> _DIRECTIONS FOR THIS TASK_:
Please gather every line of the material below that contains the word "wall".

Point-based annotation data:
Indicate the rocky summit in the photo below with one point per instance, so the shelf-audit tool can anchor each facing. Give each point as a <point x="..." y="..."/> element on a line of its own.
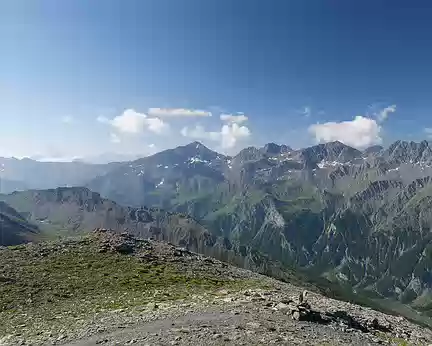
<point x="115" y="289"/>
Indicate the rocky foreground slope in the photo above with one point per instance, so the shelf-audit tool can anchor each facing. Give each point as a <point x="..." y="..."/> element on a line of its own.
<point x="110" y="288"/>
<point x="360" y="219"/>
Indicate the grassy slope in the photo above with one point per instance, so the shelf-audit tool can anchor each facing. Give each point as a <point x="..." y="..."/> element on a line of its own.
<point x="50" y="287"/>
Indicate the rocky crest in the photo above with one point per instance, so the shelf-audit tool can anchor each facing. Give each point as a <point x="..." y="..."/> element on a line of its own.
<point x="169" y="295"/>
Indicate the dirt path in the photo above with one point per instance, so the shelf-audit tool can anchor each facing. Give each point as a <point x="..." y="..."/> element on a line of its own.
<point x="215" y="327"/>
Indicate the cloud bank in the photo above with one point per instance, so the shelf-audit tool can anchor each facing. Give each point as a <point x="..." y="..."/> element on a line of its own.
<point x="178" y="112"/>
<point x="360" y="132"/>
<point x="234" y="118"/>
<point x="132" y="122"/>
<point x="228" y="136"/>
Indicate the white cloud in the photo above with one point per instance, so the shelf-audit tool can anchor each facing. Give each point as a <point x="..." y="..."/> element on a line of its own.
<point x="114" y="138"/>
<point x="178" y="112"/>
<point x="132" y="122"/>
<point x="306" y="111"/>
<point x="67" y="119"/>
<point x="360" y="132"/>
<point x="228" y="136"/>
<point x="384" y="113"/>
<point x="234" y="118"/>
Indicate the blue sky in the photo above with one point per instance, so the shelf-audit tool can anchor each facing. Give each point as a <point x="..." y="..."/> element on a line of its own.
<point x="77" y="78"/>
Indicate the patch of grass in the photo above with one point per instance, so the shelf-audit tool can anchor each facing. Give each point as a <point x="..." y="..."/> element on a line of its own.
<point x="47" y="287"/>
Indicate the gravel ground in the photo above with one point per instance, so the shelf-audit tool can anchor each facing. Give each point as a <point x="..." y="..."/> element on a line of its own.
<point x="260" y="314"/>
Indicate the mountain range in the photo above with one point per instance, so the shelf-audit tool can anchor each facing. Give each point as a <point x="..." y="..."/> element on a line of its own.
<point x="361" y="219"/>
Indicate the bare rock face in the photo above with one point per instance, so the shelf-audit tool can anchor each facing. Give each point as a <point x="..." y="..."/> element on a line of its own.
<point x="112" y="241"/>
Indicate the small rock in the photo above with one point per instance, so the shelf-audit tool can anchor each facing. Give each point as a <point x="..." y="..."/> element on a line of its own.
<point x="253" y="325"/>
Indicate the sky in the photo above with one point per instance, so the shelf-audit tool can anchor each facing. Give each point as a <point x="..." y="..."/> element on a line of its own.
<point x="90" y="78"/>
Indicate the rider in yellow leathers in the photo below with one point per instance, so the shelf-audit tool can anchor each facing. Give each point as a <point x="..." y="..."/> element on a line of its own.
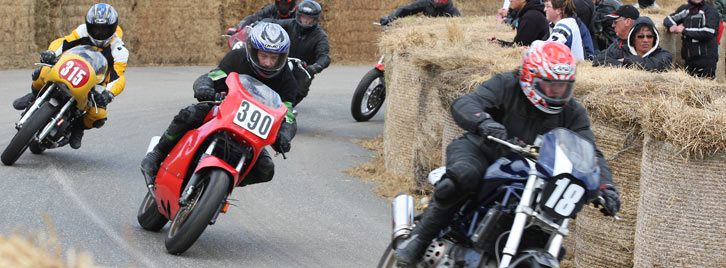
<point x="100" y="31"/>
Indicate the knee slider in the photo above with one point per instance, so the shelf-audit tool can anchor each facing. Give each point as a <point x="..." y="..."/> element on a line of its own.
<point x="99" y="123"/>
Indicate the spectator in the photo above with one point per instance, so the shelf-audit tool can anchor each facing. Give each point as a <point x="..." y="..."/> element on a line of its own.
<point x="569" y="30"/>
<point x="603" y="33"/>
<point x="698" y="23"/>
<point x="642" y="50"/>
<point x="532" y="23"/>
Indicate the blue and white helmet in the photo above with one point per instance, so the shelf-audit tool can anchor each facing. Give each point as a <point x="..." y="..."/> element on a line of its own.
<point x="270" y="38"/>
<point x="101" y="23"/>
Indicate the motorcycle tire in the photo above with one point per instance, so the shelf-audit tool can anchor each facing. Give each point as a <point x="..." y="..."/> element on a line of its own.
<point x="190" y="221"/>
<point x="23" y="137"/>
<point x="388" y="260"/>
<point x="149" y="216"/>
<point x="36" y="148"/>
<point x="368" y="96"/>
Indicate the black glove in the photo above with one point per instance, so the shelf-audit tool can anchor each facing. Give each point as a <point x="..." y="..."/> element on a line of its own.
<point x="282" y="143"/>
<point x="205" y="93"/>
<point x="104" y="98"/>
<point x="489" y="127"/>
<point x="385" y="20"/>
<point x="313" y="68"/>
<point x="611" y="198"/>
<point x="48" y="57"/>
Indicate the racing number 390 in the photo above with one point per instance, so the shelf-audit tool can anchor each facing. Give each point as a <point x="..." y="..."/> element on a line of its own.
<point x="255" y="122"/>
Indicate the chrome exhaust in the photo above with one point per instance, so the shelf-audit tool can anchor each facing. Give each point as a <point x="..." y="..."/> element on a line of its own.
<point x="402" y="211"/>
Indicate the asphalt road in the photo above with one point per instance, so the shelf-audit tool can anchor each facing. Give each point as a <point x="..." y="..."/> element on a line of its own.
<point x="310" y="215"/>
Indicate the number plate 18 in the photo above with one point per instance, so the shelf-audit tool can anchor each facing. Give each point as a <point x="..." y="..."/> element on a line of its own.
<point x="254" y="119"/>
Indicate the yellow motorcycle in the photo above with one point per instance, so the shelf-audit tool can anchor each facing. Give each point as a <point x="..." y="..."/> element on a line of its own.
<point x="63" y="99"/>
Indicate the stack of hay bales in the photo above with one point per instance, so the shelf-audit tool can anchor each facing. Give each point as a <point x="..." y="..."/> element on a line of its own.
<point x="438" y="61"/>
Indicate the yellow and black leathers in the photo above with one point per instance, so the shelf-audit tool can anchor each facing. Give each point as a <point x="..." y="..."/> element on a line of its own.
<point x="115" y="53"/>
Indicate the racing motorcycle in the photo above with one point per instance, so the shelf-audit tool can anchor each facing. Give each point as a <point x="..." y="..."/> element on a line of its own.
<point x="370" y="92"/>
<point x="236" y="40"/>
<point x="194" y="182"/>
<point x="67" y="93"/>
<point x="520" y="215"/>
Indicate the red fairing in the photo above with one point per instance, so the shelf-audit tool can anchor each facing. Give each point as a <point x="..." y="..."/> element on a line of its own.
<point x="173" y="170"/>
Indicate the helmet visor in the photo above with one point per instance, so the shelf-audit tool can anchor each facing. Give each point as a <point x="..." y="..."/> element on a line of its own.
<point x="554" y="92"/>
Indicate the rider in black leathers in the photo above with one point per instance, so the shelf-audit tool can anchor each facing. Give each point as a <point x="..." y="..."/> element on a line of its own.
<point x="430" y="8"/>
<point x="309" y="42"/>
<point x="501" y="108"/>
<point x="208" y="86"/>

---

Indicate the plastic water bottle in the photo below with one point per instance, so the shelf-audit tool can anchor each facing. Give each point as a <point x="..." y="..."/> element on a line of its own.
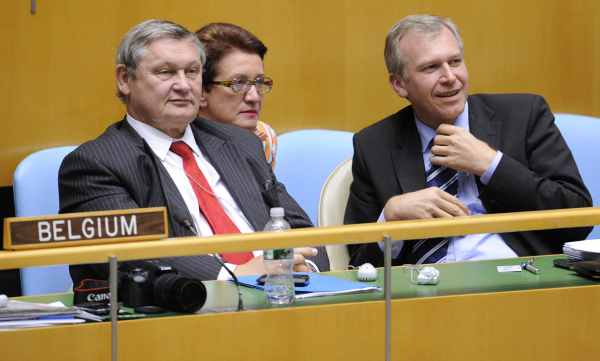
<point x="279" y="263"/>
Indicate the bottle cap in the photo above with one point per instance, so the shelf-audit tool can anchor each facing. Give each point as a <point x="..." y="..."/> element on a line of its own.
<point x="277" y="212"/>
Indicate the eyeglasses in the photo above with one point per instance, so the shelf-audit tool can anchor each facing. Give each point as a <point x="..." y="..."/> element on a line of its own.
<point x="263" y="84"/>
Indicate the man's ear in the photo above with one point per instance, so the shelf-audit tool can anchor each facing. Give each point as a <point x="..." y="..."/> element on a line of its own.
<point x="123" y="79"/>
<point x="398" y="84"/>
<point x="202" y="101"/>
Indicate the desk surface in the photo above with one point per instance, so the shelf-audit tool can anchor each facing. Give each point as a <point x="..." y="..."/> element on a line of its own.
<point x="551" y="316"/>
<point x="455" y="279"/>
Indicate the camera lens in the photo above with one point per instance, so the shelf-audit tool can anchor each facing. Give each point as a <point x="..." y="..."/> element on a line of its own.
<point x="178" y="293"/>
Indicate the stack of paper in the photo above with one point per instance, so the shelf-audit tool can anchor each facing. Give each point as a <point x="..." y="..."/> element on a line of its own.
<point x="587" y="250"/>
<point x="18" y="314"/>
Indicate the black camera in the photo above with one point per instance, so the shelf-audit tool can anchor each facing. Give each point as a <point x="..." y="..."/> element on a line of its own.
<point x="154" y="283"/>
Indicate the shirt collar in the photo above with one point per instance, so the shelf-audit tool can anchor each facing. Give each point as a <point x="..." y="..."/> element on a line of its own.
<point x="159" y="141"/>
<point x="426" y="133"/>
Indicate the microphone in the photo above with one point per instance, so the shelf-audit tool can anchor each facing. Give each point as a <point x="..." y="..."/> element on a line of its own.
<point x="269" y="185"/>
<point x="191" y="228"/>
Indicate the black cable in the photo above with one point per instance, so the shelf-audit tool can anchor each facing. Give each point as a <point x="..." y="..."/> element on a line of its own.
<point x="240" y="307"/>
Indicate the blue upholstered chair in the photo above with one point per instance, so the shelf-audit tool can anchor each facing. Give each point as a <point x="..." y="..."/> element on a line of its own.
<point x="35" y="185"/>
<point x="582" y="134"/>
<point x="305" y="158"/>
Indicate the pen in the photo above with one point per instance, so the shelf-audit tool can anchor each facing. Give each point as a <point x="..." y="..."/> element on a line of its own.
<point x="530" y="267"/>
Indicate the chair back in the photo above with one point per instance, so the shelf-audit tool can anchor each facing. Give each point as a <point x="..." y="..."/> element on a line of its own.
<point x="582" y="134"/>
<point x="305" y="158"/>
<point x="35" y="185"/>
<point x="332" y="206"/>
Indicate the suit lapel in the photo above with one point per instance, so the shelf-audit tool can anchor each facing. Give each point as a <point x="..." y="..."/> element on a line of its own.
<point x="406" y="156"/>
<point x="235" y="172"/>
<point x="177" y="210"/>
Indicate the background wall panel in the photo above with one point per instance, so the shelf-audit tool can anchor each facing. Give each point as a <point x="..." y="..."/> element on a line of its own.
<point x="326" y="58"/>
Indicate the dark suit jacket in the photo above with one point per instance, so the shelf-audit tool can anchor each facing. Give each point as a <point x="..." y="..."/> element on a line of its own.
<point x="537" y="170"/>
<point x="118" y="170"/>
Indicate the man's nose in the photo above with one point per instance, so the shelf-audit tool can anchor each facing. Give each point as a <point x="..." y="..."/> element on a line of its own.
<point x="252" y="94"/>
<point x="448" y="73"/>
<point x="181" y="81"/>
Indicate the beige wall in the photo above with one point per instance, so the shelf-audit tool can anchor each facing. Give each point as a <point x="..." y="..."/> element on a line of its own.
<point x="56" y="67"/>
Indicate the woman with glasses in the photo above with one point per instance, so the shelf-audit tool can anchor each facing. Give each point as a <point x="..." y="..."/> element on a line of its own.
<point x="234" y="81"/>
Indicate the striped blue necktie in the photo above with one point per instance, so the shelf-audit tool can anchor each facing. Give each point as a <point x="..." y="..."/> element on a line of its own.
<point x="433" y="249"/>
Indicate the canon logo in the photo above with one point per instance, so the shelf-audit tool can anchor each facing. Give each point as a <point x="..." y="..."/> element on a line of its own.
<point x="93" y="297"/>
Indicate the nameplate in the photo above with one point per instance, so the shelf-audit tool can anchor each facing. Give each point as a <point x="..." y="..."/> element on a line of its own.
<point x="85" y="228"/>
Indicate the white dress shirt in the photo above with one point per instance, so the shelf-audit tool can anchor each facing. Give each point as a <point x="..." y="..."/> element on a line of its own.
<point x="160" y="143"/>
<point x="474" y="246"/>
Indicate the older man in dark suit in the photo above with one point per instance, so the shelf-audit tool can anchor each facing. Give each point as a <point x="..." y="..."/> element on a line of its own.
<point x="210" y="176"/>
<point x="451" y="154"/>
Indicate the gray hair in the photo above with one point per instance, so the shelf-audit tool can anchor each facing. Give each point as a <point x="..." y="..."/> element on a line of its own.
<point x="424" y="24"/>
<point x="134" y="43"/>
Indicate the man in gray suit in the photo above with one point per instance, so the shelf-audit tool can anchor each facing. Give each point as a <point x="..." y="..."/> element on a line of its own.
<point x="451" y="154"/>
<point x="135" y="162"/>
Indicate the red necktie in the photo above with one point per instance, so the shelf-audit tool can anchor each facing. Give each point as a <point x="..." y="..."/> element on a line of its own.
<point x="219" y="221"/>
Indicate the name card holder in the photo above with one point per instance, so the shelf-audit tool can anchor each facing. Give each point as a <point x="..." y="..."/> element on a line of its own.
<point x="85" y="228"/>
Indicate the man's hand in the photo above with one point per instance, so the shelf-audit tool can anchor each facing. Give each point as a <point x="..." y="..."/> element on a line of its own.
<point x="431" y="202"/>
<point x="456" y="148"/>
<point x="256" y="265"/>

> _WRITTEN RESPONSE_:
Indicate the background wall panel in the photo above with one point per instance, so the shelf-audit tool can anchor each facing. Give each point as a <point x="..." y="..."/> element on a line of its own.
Indicate the beige wall in the photo above with one point per instance, so the shelf-audit tool can anchor each facing. Give each point as a <point x="..." y="..."/> element on a line of its own.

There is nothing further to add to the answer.